I think sometimes we over-value a deep executional expertise, which is required, with the ability to think about a marketing and communication strategy, which requires lateral curiosity. And I think that the challenge that I have is not only new brands, but traditional agencies take that out of you. Because they are like, “You are now this,” which then actually crushes that. But when you’re a startup or you’re a new economy company, you have to think that way, because you are looking to win, you are being competitors, you need an edge.

Brad Simms (11:39):

And I think that that brings a different kind of foundation to the conversation. So, when folks join organizations like that, they’re challenged just to view the problem differently. And I actually think that that hill is not as high to climb as some folks think, as long as we give passionate and curious folks the right to go laterally across all marketing channels. And you and I talk about shopper, and PR, and all that all the time. And they are definitely disciplines that require some executional expertise. But frankly, at the top of them, it’s just good customer journey, customer communication, customer-centricity.

Yin Woon Rani (12:24):

Yeah. From a talent development standpoint, I often preach this notion of becoming a T-shaped executive, right? You grew up in a particular vertical, you and I grew up in different ones, but at some point you get rewarded for understanding the longitudinal side. And then maybe you pick a couple of other verticals to get deep in, but some people don’t transition well. And you’re right, the industry doesn’t always do a good job of telling people young in their career, at some point being a specialist will not be enough.

Yin Woon Rani (12:50):

You need to be a specialist that understands the T. The other analogy I often use, because I spend a lot of my career, frankly, counseling between traditional marketers and emerging digital marketers. And I always say to people, think of traditional marketing and traditional executives, operating executives as very competitive corporate athletes, but they grew up in a sport of triathlon.

Yin Woon Rani (13:13):

They know how to run, walk and swim in a super linear fashion. Modern marketing is much more like mixed martial arts, right? It’s hand-to-hand, you go between style-to-style. You’re going to do whatever it takes to win. It’s not super linear. So, I always say to the digital cats who are complaining about the executives. I’m like, “Have respect for their athleticism. They didn’t get to be the president, or the CMO, or whatever by being a slouch, they just grew up in a different sport with a different muscle memory. So part of your job is to understand that you grew up in a different sport.” And I’ll say to the senior executives of all the digital cats. I’m like, “Respect that it’s a different marketplace. And running, walking and swimming in this linear fashion is not the way the game is played anymore.”

Brad Simms (13:53):

Yeah. But I actually think that’s an interesting point and I think it actually expands, right? I mean, one of the things that we see with our clients within the industry is no longer a marketing conversation, no longer communication conversation, but now a business conversation.

Yin Woon Rani (14:11):

Right.

Challenges:
**a)** List every timestamp that appears next to a speaker's name in the marketing conversation transcript, in the order given.
**b)** From the marketing conversation transcript, quote the passage from "And I think that that" up to and including "customer communication, customer-centricity.".

[Records]
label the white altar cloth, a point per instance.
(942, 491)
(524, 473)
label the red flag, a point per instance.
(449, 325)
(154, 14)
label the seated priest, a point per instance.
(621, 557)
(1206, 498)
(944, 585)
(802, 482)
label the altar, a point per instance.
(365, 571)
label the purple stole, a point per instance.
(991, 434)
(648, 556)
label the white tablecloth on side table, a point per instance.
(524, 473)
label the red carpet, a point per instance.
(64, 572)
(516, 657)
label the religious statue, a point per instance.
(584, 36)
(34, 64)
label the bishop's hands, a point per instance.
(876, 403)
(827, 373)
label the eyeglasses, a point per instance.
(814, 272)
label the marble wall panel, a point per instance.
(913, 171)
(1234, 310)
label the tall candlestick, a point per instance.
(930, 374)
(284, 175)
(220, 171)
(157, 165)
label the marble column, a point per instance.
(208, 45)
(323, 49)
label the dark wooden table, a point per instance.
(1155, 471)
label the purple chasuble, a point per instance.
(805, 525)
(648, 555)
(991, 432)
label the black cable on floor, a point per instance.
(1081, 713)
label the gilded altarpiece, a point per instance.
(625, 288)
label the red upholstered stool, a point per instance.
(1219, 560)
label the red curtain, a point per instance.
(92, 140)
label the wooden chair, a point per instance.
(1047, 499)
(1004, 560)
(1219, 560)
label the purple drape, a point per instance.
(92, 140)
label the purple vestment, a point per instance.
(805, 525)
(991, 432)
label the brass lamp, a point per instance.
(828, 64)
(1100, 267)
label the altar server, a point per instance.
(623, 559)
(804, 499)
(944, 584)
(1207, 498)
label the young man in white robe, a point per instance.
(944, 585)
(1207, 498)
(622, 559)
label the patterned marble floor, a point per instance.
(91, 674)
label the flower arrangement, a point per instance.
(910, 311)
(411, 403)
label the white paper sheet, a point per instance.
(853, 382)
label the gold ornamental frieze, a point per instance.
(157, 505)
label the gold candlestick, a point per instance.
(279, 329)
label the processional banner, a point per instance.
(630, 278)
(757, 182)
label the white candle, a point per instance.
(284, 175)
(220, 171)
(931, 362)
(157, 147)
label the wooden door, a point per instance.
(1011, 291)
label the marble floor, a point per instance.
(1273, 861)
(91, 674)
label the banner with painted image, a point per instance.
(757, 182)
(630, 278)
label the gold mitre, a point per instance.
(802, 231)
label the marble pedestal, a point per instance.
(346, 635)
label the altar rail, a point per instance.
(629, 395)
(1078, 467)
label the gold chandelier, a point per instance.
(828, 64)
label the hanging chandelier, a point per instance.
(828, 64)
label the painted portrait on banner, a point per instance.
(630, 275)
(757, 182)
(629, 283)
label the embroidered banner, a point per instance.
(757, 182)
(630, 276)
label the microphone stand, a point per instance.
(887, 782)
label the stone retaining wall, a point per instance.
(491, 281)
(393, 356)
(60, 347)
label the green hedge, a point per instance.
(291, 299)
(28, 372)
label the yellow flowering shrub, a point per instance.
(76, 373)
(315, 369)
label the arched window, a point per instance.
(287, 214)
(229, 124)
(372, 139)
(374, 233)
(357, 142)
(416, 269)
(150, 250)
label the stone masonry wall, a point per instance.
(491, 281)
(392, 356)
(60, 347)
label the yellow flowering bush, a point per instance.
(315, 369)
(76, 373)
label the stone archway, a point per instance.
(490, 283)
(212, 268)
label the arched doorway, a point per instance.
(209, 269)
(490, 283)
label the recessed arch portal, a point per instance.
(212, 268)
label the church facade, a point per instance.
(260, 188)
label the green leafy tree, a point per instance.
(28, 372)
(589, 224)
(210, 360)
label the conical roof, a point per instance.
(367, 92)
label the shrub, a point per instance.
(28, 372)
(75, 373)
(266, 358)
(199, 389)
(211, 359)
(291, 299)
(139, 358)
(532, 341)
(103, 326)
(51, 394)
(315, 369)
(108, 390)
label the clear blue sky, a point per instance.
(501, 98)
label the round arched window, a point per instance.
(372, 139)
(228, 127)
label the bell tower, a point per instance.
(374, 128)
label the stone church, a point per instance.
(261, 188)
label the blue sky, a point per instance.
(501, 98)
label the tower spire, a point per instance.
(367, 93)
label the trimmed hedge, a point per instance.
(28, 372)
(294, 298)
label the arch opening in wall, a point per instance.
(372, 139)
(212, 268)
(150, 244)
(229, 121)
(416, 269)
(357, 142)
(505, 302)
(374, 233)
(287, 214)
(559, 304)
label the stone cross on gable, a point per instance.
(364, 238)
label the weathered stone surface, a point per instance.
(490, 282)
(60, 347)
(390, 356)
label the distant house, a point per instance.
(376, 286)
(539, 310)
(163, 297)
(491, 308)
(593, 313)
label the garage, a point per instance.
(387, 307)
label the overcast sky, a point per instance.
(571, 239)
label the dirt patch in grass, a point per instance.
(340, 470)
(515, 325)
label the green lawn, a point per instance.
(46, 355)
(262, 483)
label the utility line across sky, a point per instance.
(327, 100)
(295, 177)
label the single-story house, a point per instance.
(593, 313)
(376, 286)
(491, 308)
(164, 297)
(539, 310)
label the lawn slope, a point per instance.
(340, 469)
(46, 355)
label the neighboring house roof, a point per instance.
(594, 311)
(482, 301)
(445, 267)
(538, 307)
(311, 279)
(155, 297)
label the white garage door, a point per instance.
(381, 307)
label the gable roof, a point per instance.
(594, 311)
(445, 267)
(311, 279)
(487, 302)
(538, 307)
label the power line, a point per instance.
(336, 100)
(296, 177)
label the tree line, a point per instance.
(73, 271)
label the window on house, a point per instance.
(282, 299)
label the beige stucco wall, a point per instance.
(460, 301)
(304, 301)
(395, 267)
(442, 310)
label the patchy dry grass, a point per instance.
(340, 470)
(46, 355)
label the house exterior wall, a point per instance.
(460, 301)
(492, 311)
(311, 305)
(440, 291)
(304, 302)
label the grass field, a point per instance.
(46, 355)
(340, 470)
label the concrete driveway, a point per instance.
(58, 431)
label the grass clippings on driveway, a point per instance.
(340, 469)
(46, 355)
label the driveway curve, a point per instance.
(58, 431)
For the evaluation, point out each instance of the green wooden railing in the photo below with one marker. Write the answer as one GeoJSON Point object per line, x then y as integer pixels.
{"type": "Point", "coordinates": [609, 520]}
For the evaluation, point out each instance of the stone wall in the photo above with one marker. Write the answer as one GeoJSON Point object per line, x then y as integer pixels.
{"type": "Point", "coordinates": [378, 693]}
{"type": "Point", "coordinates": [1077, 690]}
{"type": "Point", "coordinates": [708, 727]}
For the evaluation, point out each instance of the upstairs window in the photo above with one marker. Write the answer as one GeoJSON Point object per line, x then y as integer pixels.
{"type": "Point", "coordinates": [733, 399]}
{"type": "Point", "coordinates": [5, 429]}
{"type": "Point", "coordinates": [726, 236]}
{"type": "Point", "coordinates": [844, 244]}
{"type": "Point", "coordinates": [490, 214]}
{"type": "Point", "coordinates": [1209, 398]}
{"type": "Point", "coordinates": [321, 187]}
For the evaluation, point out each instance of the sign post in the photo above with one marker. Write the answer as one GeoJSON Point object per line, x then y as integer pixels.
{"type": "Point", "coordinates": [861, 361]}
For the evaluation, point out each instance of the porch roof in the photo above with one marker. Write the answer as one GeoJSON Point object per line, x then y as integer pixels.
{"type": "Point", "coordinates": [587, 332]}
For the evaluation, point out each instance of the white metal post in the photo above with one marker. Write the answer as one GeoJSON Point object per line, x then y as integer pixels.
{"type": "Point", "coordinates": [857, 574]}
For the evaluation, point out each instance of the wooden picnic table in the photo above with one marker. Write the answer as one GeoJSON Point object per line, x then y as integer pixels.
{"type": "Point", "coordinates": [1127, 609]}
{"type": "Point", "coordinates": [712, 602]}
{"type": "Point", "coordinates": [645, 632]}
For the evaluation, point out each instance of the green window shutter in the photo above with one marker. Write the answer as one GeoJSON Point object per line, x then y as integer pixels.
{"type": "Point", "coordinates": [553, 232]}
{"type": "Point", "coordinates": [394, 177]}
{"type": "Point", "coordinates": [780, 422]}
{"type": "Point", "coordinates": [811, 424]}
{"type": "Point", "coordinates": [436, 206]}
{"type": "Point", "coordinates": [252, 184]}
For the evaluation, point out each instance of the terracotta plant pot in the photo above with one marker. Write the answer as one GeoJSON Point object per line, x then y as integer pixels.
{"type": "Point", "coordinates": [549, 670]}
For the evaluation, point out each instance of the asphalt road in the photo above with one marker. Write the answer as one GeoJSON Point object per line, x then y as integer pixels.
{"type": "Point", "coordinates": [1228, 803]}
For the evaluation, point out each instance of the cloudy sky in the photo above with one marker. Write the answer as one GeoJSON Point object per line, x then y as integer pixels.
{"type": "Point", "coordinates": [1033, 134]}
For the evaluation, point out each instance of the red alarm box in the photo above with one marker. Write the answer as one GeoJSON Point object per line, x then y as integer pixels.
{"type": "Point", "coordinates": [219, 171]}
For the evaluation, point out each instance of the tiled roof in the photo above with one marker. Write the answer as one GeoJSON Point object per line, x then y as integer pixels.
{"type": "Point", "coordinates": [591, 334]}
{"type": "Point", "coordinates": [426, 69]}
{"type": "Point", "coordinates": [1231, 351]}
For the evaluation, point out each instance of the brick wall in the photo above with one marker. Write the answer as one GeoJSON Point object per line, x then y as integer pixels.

Results in order:
**a)** 11:39, 12:24, 12:50, 13:13, 13:53, 14:11

**b)**
And I think that that brings a different kind of foundation to the conversation. So, when folks join organizations like that, they’re challenged just to view the problem differently. And I actually think that that hill is not as high to climb as some folks think, as long as we give passionate and curious folks the right to go laterally across all marketing channels. And you and I talk about shopper, and PR, and all that all the time. And they are definitely disciplines that require some executional expertise. But frankly, at the top of them, it’s just good customer journey, customer communication, customer-centricity.